What to produce –
Only the lines from the one containing "Where can you find the man in white vans" through the last line of the listing are to be given again, exactly as they appear.

Material for the task –
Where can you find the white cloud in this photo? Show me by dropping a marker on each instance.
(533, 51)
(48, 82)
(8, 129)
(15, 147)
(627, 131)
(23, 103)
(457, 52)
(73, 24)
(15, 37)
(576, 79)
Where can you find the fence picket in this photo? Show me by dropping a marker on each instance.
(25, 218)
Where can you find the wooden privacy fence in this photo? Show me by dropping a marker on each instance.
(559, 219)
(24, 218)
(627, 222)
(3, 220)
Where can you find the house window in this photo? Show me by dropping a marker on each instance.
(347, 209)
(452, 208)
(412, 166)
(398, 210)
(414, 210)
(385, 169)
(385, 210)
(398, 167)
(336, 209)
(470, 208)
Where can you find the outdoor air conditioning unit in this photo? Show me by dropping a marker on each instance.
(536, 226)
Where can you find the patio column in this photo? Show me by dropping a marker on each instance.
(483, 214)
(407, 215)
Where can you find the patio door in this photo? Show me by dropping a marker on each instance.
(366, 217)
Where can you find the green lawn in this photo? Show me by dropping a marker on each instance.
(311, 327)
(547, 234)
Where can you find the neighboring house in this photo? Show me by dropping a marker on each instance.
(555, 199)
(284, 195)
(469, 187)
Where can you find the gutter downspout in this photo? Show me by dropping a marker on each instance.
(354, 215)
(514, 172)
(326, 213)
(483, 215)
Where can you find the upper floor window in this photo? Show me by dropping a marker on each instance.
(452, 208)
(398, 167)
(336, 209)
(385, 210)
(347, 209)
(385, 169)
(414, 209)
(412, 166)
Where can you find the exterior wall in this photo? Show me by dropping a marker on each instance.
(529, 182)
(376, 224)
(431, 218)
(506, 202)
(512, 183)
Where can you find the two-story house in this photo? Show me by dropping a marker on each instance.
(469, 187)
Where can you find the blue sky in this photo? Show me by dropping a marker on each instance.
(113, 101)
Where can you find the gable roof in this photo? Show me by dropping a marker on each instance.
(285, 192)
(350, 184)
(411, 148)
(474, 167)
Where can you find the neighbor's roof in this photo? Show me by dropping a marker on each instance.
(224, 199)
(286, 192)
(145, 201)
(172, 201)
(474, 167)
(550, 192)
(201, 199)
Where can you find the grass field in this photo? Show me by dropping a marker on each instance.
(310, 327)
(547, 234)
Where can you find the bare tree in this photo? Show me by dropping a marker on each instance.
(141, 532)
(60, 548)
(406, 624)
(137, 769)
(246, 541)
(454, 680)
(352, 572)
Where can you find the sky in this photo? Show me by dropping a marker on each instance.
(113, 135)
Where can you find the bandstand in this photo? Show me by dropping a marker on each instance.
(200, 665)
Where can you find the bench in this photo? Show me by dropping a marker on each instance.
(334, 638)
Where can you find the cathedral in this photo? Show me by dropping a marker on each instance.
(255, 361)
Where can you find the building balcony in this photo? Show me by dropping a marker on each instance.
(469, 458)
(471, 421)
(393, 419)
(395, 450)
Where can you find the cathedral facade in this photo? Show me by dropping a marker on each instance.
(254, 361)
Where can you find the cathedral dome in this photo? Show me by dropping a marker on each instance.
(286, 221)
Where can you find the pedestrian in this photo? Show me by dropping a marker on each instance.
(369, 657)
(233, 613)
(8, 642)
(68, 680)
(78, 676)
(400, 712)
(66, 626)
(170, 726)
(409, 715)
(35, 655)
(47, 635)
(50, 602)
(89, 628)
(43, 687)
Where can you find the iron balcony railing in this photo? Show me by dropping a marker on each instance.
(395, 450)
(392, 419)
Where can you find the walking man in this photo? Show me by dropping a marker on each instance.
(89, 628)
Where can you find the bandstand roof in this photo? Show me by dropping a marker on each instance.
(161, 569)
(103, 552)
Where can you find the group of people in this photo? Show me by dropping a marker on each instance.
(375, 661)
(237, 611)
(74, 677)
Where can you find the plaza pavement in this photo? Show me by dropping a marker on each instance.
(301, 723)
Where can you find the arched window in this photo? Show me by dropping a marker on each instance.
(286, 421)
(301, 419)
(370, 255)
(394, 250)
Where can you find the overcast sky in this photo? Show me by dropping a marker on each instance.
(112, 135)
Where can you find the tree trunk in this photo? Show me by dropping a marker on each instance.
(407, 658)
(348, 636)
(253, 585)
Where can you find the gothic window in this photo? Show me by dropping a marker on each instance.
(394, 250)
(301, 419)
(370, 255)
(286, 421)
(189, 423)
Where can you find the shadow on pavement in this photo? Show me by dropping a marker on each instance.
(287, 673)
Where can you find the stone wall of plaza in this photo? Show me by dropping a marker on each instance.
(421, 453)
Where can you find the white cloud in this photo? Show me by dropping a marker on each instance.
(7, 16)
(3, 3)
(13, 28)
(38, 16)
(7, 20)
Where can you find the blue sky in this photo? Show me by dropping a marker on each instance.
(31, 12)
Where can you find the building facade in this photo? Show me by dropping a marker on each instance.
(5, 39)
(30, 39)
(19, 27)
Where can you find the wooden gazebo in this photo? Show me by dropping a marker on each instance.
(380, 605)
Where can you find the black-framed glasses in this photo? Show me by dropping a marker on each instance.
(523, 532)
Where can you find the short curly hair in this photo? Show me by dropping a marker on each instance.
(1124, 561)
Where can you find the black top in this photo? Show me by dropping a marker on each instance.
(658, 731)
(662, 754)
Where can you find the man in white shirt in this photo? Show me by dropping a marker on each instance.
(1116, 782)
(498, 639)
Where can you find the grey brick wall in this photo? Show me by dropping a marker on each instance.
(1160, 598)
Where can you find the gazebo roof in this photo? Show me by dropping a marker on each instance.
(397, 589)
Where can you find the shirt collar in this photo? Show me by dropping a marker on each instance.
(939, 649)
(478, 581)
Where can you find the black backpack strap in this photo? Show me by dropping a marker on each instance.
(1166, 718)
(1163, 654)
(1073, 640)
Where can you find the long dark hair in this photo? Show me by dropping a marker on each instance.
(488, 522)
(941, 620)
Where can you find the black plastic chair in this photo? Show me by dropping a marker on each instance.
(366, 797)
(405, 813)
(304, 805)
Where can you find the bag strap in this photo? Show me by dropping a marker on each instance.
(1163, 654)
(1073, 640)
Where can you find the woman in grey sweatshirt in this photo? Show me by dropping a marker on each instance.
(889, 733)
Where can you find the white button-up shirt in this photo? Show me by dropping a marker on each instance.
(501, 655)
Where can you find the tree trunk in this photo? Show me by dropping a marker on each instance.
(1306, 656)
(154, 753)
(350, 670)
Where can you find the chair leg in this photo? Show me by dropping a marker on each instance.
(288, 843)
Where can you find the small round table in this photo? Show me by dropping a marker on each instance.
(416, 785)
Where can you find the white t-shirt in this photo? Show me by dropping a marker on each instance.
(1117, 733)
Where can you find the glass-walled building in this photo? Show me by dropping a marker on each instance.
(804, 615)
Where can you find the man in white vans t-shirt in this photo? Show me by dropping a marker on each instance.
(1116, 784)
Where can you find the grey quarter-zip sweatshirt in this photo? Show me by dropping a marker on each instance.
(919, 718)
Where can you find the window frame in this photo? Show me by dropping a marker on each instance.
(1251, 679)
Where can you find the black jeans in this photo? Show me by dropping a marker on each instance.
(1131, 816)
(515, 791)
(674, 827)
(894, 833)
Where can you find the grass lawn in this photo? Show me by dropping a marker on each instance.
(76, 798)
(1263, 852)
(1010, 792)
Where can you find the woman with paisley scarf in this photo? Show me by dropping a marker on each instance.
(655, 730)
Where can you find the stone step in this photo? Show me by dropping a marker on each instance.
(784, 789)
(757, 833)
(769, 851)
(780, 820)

Solution to the exercise –
Where can you find the man in white vans t-shirt in this photo? Show me by dropping a marker on each instance.
(1116, 784)
Where can you find the grey quarter-zip sweatshirt in this photo? Show me by dropping a marker on each instance.
(919, 718)
Where can you find the window frame in this photo? Show me by dropping a marker on each instance.
(1251, 679)
Where can you find the black jeans in this photo? Show me by dropping a marker on each instance.
(1131, 816)
(515, 791)
(674, 827)
(894, 833)
Where can you find the grass lawn in this photo? Show me by dropping a marker on each instance.
(76, 798)
(1263, 852)
(1010, 792)
Where can you find the woman with paisley scarf in this photo? Show me by dropping a marker on each instance.
(655, 730)
Where can you find the stone step in this photo? Show me by dropping a marker on each instance.
(784, 789)
(757, 833)
(769, 851)
(780, 820)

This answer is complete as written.